» CONSIGNE:
Écrivez la suite du récit sur les applaudissements aux docteurs, à partir de sa dernière phrase.

» TEXTE:

Hier soir, elles criaient Bravo les docteurs !, les petites du premier d’en face, massées à l’orifice de la fenêtre, volet descendu, cous tordus vers le haut. Je sifflai entre mes doigts, puissamment, index et majeur des deux mains dans la bouche, langue repliée vers l’arrière. On applaudissait fort, ça criait, on applaudissait encore, on se regardait dans la nuit. Les lumières blanches acides des smartphones dessinaient des intentions, caressaient les ombres des angles. Chacun tentait de dire et de répondre. Verbes de parole. Ce qui émeut, dedans. Et qu’on ne sait pas.

Ce matin je me tire, c’est une fugue diurne. Je pars dans les mots, j’invente les verbes de bord de routes herbes folles, je me penche et cueille tout en roulant des énoncés de paysages, des descriptions de reliefs, d’arbres inconnus. De déchirements intérieurs aussi. Bravo les docteurs ! La police veille. Je n’ai aucune raison valable de partir, de rouler, d’aller. Rester, verbe d’état. Je reste chez moi, l’État me le demande. J’obéis. L’État c’est moi, j’use d’un verbe d’état. C’est cohérent.

» ITEMS EXTRAITS:
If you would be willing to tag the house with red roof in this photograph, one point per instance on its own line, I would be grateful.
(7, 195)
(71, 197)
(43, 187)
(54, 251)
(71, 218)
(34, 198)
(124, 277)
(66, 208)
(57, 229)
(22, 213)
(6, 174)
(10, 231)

» RÉSULTAT:
Je choisis les mots mais ils manquent, comme d’habitude. Je voudrais ne pas les écrire, n’en écrire aucun et rouler à la place, et m’arrêter pour regarder l’horizon si je le décide. Je serais empêchée d’écrire, obligée de me tirer, de fuir un danger. Je me cache. Je préfère ne pas me cacher. Bravo les docteurs !, ai-je crié avec les petites. Verbes de parole, c’est de la rigolade, ces verbes, du blabla pour toutous à sa mémère. Je veux du verbe d’action, du verbe costaud, du qui déménage : je décide. Je décide de ne pas partir. À la place, j’écris. Comme quand j’étais malade. Mais je ne suis pas malade. C’est un semblant. Je suis l’État. Je reste chez moi.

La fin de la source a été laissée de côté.